__Your instructions__:
Copy the contributor note about Ben Campkin word for word, in full.

====== Document excerpt ======

About the Contributors

Ben Campkin is the author of Remaking London: Decline and Regeneration in Urban Culture (IB Tauris, 2013), which received the 2015 Jane Jacobs Urban Communication Foundation Book Award and a commendation in the 2013 RIBA President’s Awards for Research. He is co-editor of Dirt: New Geographies of Cleanliness and Contamination (IB Tauris, 2007/2012), Engaged Urbanism: Cities and Methodologies (IB Tauris, 2016), Sexuality and Gender at Home: Experience, Politics, Transgression (Bloomsbury, 2017) and the series Urban Pamphleteer (2013–). Campkin is Senior Lecturer in Architectural History and Theory at the Bartlett School of Architecture, University College London, and Director of UCL’s Urban Laboratory.

====== Records ======

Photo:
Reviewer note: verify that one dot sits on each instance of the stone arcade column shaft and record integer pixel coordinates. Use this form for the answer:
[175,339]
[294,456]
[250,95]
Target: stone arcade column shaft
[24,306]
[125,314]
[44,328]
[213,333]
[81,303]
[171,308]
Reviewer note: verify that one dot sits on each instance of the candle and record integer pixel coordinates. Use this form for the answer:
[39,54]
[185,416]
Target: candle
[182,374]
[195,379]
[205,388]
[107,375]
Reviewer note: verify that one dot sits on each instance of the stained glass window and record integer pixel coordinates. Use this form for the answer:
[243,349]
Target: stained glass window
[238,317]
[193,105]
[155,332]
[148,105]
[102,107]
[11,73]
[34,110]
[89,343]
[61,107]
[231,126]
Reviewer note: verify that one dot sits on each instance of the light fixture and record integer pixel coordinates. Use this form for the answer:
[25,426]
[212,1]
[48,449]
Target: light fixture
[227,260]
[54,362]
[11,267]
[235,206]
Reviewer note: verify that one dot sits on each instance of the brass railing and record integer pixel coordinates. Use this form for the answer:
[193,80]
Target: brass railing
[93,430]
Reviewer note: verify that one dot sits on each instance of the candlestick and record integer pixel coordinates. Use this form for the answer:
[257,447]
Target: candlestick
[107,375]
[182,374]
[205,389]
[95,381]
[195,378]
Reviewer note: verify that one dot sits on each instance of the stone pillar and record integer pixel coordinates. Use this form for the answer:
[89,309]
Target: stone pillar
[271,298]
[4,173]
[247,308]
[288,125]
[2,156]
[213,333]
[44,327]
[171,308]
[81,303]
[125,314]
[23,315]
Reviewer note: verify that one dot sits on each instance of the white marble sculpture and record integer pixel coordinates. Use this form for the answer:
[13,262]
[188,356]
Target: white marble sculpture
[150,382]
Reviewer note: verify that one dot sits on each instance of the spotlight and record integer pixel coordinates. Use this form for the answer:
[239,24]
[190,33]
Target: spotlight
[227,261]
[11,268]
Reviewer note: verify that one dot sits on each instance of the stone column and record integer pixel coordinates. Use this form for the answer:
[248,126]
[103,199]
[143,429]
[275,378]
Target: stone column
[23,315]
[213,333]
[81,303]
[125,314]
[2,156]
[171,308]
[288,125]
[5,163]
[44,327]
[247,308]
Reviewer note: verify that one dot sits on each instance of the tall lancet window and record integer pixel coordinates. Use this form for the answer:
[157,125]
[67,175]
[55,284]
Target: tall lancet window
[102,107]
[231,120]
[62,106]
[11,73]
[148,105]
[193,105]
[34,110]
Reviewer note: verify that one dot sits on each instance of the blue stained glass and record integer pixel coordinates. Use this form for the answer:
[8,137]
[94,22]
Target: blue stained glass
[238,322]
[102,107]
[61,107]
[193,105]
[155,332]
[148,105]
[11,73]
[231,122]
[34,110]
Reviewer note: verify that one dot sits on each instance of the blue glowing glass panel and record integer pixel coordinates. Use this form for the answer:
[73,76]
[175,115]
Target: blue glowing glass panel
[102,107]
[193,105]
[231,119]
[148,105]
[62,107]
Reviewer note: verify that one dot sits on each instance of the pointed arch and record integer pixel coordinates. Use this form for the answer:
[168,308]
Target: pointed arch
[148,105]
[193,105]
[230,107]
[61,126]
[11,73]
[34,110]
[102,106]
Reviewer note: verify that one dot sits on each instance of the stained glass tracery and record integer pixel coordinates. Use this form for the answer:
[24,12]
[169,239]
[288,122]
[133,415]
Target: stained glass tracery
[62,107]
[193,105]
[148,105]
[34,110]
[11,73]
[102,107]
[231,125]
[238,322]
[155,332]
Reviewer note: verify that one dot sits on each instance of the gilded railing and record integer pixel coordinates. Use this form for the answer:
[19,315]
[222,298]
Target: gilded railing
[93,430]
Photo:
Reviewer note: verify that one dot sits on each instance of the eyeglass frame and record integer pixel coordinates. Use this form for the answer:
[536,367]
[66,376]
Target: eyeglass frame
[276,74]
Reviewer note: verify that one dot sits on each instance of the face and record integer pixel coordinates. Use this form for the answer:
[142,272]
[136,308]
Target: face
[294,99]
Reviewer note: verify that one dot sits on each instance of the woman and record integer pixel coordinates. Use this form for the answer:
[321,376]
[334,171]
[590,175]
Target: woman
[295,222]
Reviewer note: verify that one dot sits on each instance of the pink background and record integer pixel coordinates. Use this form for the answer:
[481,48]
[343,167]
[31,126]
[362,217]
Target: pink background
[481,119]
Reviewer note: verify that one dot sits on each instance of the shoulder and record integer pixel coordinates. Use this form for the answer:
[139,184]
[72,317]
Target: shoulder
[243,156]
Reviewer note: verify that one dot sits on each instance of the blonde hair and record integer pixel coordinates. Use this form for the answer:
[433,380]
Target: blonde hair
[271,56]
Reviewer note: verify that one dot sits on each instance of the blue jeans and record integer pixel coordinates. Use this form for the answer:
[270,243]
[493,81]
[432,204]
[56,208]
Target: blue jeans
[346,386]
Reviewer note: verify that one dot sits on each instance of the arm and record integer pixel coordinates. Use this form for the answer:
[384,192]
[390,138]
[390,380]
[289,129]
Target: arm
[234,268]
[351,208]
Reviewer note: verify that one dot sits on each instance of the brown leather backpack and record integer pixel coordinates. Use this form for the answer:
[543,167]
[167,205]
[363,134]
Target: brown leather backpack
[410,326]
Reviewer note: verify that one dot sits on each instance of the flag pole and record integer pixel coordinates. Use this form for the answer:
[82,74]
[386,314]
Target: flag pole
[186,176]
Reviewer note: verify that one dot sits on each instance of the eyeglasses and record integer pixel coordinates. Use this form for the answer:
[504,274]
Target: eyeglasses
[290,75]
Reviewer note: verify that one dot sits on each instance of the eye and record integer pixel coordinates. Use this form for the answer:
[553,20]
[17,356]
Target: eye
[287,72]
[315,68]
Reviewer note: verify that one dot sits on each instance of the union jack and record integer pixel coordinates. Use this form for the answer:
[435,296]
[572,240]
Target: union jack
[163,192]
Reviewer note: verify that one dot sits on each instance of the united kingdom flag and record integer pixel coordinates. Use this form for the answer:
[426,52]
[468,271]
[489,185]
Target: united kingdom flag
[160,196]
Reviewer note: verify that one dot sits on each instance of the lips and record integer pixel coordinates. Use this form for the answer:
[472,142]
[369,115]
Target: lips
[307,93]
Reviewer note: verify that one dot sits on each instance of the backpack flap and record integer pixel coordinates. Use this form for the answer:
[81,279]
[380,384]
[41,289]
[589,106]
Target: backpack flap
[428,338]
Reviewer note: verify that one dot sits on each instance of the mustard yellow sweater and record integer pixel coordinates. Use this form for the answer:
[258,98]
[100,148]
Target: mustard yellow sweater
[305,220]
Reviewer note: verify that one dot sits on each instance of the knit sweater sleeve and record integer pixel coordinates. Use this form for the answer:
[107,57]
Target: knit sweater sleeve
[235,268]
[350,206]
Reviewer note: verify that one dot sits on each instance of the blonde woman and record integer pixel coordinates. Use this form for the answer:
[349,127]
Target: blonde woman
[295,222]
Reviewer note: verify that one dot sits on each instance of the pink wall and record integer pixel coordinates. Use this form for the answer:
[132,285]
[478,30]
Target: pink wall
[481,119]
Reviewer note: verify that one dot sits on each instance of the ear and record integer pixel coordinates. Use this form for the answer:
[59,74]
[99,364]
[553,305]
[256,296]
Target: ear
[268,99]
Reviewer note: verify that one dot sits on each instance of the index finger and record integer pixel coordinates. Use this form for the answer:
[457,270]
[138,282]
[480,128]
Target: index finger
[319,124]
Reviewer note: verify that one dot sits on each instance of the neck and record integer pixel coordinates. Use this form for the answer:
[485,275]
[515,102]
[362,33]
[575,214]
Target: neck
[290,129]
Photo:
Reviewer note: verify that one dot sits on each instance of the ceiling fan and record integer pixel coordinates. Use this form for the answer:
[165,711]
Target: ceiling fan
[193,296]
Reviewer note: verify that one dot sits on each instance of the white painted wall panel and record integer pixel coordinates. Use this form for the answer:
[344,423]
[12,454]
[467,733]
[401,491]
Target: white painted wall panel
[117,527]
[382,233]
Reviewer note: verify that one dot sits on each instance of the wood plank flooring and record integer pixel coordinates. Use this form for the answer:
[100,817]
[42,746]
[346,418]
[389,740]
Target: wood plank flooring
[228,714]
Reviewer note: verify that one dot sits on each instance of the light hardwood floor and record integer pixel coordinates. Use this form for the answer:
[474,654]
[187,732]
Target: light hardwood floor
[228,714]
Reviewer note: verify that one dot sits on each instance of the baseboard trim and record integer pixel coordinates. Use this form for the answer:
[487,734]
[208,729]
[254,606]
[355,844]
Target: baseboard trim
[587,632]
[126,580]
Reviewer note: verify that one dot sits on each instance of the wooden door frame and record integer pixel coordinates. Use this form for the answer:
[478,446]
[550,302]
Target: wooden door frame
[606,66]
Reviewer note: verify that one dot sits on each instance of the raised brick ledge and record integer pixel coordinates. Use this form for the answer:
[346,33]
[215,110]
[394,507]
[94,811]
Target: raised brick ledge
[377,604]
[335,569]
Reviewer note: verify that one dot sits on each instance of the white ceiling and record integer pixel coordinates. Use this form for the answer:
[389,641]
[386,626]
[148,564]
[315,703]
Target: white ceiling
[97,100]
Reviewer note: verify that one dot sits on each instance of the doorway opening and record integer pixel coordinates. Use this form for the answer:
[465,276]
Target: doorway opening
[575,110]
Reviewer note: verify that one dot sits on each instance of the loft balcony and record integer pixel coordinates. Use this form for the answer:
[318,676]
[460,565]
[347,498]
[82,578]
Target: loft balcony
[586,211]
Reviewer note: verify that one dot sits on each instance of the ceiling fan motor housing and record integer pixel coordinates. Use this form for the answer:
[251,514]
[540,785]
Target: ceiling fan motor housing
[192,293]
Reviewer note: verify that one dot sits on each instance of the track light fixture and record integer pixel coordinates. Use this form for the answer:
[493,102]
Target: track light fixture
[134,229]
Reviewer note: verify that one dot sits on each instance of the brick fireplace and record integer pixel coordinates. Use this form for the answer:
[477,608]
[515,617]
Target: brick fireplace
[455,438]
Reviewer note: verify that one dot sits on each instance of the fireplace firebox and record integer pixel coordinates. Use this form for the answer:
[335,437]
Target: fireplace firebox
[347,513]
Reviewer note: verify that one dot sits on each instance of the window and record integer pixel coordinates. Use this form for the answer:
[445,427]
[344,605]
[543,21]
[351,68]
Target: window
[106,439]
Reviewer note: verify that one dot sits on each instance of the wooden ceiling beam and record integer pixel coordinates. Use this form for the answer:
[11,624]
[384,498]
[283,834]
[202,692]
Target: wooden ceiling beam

======

__The reply__:
About the Contributors

Ben Campkin is the author of Remaking London: Decline and Regeneration in Urban Culture (IB Tauris, 2013), which received the 2015 Jane Jacobs Urban Communication Foundation Book Award and a commendation in the 2013 RIBA President’s Awards for Research. He is co-editor of Dirt: New Geographies of Cleanliness and Contamination (IB Tauris, 2007/2012), Engaged Urbanism: Cities and Methodologies (IB Tauris, 2016), Sexuality and Gender at Home: Experience, Politics, Transgression (Bloomsbury, 2017) and the series Urban Pamphleteer (2013–). Campkin is Senior Lecturer in Architectural History and Theory at the Bartlett School of Architecture, University College London, and Director of UCL’s Urban Laboratory.